TASK TO COMPLETE:
Find every line in the records below that contains the string "hill", matching case exactly, and copy each of those lines in full.

##### EXERCISE MATERIAL #####

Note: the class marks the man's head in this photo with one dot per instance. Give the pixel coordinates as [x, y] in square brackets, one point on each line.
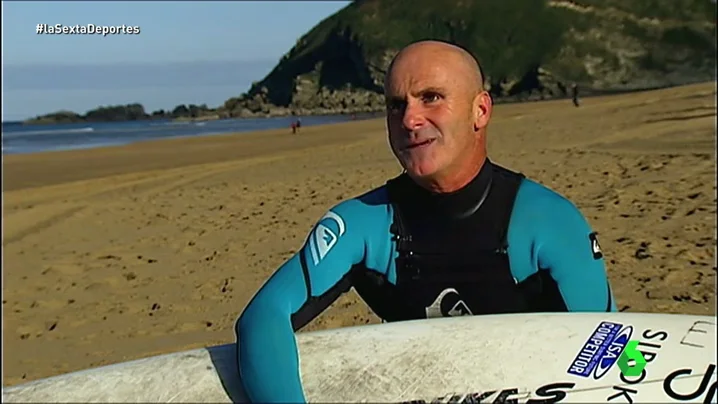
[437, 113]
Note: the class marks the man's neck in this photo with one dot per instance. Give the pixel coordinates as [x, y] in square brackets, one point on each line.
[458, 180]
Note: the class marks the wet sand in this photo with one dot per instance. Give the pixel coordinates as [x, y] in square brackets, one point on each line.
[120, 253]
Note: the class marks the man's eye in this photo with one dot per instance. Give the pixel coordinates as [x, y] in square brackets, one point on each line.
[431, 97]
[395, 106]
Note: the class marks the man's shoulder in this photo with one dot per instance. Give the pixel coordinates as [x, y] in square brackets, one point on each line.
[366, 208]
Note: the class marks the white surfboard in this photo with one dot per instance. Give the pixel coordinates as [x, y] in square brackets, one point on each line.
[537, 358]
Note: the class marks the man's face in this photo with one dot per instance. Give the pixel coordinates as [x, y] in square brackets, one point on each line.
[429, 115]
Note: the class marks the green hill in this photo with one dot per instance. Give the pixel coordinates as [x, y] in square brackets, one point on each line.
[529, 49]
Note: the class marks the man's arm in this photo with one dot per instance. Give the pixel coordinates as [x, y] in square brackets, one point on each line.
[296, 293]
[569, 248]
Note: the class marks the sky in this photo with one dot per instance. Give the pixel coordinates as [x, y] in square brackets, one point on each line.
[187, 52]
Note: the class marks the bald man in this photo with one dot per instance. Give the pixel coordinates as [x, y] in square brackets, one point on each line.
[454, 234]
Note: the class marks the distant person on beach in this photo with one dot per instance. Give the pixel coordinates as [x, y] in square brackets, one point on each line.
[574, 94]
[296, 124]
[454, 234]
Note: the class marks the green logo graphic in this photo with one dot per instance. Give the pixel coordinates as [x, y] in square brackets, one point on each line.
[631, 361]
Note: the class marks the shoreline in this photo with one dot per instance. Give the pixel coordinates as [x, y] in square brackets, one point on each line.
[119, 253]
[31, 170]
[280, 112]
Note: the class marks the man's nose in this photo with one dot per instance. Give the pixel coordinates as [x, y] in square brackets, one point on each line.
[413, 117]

#####
##### EXERCISE MATERIAL #####

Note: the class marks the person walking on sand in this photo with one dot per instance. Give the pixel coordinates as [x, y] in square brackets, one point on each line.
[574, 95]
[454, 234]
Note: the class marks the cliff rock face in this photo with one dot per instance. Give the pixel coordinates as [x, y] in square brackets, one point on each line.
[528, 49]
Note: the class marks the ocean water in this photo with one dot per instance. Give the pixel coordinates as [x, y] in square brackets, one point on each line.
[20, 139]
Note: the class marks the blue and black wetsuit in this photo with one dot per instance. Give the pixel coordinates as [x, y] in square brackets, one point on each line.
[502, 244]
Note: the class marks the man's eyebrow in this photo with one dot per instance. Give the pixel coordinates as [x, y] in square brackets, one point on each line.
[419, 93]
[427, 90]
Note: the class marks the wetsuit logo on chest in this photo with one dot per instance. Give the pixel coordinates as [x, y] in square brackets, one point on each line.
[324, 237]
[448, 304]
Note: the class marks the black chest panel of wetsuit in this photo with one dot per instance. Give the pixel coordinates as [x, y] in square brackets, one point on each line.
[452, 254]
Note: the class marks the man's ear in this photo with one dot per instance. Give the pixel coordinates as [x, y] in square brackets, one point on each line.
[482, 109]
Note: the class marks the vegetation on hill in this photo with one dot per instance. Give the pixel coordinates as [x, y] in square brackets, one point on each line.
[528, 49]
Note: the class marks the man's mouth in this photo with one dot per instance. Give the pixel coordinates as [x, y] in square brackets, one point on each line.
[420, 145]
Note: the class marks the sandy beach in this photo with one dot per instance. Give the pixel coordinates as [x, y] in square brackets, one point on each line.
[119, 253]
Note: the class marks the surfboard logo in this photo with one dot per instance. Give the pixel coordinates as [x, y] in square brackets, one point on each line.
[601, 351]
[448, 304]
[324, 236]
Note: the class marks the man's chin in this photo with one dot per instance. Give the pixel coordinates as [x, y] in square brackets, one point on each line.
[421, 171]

#####

EXERCISE RESULT:
Note: the class marks the green hill in this photo with one dot per instance. Give the pixel coordinates as [x, y] in square brackets, one point on each line.
Note: the class marks the vegetation on hill in this photo with one dot per instance. Give the pixel coordinates as [x, y] in square brackets, one point on each line.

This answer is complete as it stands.